*Challenge*
Word for word, transcribe the lines from the one containing "In this exercise you will tag the groom's" through the end of the entries, both included, and nothing else.

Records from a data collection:
* Start *

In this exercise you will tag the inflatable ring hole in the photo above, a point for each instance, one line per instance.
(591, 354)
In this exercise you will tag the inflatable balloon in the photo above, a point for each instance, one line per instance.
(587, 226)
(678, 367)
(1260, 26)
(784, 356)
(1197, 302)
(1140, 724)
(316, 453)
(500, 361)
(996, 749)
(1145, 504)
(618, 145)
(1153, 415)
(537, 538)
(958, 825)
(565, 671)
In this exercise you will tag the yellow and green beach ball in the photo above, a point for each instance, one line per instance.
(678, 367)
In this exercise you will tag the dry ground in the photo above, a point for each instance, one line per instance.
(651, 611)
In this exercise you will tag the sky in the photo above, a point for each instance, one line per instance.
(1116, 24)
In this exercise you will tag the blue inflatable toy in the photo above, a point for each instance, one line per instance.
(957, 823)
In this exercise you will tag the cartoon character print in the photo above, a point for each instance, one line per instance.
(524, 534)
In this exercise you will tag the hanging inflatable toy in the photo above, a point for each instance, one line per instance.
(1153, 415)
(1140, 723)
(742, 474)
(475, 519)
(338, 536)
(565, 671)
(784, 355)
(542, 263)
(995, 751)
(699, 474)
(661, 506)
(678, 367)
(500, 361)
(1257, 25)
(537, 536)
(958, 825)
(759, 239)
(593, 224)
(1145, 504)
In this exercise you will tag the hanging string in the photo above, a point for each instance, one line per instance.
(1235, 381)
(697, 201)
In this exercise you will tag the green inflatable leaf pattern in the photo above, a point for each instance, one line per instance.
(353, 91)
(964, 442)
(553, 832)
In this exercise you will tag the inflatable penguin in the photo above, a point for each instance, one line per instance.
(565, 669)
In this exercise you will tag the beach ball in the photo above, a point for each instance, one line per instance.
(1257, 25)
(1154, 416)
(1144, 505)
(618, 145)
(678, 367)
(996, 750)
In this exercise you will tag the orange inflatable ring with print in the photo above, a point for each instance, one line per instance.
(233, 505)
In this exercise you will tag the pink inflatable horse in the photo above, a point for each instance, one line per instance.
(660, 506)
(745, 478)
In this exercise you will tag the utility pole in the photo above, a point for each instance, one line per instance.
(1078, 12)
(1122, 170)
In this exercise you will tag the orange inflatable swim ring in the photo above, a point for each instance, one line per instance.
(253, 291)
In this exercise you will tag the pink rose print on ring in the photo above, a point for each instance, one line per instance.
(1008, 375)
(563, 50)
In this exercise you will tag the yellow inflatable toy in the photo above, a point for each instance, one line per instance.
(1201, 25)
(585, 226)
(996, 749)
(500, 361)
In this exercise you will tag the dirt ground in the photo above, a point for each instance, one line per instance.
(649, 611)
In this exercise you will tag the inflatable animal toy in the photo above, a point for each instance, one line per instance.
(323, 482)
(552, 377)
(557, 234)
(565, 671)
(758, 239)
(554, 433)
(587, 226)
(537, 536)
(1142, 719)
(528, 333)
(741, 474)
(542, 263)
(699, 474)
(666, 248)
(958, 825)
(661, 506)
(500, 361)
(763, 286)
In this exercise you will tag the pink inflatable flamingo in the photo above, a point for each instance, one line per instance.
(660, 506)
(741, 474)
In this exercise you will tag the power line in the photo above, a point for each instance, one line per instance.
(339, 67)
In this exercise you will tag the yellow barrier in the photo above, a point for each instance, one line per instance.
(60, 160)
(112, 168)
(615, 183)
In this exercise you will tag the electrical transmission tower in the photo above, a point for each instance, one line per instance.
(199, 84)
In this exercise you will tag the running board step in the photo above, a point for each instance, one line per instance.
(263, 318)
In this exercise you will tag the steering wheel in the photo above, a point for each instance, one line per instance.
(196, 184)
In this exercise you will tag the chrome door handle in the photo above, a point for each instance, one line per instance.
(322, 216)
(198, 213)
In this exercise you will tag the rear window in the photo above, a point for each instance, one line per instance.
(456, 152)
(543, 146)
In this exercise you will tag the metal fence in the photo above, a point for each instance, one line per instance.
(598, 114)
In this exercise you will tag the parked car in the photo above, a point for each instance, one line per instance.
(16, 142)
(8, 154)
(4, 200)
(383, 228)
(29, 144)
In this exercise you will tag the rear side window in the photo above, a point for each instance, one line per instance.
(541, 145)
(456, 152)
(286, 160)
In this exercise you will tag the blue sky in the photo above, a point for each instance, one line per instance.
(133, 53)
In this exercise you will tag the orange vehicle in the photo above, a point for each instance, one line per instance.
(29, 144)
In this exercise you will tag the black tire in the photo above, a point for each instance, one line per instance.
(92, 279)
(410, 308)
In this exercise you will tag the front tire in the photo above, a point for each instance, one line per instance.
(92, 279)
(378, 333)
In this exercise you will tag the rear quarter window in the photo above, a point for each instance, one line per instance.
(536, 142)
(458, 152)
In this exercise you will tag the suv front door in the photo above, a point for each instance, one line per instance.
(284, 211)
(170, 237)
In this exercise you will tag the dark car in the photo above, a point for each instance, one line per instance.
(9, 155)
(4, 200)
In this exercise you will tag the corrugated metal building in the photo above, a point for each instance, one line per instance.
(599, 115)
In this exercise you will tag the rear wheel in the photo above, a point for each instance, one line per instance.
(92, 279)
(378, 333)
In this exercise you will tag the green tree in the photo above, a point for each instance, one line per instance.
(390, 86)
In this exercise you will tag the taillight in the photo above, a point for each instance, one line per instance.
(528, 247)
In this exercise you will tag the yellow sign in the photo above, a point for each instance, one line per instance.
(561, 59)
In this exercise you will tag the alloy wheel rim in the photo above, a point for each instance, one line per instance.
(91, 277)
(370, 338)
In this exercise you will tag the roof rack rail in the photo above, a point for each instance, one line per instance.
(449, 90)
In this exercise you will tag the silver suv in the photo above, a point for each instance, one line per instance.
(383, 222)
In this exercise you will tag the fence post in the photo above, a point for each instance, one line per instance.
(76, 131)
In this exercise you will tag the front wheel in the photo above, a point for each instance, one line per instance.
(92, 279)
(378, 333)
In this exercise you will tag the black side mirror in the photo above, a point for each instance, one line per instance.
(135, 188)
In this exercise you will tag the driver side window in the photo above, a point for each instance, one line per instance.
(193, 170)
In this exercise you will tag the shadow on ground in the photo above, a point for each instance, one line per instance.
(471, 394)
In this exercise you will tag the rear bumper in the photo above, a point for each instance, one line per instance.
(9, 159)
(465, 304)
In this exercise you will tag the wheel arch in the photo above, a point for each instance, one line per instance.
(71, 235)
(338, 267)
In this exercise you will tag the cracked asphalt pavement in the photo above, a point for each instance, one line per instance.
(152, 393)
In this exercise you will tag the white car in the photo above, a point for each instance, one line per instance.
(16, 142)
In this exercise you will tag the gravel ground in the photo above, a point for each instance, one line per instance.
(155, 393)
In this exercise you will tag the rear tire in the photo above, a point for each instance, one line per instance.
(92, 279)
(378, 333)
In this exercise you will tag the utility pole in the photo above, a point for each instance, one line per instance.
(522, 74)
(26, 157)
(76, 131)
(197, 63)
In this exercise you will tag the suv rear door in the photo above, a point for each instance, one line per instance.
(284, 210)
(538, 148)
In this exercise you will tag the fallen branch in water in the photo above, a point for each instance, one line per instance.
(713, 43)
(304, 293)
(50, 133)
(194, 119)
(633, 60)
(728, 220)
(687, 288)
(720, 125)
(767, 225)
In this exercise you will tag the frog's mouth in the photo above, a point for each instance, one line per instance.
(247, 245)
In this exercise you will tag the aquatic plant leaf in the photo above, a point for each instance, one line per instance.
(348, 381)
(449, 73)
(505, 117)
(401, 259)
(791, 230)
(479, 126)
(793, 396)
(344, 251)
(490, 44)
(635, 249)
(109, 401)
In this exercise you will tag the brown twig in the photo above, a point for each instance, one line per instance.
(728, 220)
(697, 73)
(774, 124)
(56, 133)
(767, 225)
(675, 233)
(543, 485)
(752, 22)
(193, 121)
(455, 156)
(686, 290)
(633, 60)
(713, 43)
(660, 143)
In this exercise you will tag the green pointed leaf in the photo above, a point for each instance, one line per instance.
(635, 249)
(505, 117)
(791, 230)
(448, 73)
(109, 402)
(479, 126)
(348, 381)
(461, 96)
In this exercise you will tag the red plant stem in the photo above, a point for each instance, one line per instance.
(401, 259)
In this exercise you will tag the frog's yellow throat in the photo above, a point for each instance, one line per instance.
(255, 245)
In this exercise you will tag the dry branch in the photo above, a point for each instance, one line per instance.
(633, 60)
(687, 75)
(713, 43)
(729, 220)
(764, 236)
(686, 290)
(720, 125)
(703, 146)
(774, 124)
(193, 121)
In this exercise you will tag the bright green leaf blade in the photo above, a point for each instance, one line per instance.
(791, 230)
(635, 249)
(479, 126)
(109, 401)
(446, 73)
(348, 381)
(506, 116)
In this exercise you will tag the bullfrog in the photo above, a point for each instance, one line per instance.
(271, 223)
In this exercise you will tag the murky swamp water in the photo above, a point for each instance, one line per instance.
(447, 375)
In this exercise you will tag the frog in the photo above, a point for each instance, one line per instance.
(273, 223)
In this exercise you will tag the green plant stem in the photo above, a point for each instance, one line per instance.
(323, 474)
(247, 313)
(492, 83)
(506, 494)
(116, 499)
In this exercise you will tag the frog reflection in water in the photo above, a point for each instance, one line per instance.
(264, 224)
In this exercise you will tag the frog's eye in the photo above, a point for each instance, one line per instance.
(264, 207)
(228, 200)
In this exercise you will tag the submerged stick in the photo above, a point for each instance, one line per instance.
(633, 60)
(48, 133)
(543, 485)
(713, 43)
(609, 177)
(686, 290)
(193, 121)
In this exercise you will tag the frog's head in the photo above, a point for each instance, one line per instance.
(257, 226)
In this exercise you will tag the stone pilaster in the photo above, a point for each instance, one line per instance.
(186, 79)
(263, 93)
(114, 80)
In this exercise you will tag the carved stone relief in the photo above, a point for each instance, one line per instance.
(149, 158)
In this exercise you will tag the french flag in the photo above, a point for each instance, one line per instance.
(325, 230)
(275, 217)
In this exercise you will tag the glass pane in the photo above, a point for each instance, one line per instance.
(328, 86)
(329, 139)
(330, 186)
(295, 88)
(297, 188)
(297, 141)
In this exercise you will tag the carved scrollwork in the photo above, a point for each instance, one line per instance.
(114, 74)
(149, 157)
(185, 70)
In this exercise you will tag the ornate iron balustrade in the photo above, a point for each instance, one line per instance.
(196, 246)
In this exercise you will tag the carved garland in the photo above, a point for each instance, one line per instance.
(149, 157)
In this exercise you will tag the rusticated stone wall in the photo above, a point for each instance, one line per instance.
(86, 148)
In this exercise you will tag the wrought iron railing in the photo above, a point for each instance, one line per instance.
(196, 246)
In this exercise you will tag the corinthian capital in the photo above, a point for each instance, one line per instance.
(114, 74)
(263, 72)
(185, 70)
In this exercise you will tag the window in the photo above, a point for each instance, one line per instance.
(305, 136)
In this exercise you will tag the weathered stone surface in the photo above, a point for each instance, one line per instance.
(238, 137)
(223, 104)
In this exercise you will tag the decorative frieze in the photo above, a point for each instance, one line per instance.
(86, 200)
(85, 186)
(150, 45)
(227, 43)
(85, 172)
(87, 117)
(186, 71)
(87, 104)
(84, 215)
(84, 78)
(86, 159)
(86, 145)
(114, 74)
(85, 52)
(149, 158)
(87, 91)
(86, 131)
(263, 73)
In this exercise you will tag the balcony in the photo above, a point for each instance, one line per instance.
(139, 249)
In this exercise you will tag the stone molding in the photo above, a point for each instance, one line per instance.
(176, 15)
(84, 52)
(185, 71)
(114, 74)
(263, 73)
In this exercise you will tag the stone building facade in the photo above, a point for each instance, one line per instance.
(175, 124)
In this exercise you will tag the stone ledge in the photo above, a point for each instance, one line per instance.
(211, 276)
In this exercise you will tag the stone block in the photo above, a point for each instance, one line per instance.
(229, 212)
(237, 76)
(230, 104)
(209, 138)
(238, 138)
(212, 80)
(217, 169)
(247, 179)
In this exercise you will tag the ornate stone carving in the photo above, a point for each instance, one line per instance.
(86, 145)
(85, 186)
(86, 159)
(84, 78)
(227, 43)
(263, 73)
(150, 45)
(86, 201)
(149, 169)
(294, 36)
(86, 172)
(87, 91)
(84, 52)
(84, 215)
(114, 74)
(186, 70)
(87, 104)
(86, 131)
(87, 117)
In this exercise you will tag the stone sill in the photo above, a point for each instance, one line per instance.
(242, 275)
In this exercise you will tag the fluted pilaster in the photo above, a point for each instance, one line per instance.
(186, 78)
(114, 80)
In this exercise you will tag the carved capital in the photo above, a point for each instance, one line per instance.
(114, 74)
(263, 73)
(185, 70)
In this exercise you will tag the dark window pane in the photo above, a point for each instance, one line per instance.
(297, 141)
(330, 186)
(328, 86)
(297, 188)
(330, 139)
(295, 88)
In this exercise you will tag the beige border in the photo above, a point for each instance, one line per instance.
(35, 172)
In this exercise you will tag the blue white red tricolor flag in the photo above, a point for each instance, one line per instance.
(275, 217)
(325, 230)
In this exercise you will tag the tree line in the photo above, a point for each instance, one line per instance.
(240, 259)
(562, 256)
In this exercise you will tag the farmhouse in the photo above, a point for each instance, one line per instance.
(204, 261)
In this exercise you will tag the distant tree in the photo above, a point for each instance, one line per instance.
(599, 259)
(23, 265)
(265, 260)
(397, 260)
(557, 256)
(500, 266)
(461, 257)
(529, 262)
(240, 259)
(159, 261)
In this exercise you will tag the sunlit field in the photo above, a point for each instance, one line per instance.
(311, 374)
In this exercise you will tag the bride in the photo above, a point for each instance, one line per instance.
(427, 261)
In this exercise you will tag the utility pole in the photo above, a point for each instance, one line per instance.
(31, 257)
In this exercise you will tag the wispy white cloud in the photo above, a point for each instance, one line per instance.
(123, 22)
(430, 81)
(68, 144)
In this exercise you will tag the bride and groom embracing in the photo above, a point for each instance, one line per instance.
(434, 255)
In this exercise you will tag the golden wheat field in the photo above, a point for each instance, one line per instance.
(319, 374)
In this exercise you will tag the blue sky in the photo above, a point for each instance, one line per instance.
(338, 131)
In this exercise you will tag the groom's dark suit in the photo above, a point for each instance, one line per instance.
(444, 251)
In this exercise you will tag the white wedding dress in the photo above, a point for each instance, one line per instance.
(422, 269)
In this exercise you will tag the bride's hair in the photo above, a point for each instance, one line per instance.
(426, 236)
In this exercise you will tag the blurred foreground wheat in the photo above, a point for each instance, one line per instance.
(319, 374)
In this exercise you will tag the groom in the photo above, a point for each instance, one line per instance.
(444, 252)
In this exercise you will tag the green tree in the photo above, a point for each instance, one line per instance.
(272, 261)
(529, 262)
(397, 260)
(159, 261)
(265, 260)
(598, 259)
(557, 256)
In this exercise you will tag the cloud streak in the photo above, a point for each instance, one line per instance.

* End *

*Full solution*
In this exercise you will tag the groom's dark suit in the photo above, a point for each instance, one line per instance.
(444, 251)
In this exercise you will tag the white wedding dress in the photo above, a point for each instance, one line per instance.
(422, 269)
In this exercise you will tag the bride's hair in the photo above, a point for each instance, one line per instance.
(426, 236)
In this exercise you will tag the blurred foreground wheat in the photo above, a point for each instance, one line per instance.
(319, 374)
In this exercise you will tag the groom in the photo above, a point for each instance, one line per instance.
(444, 252)
In this exercise you will tag the green tree in the photo above, a point for each instance, one line per instance.
(272, 261)
(529, 262)
(397, 260)
(159, 261)
(265, 260)
(598, 259)
(557, 256)
In this exercise you will tag the cloud streak in the photo above, a point for each instance, one line per instance.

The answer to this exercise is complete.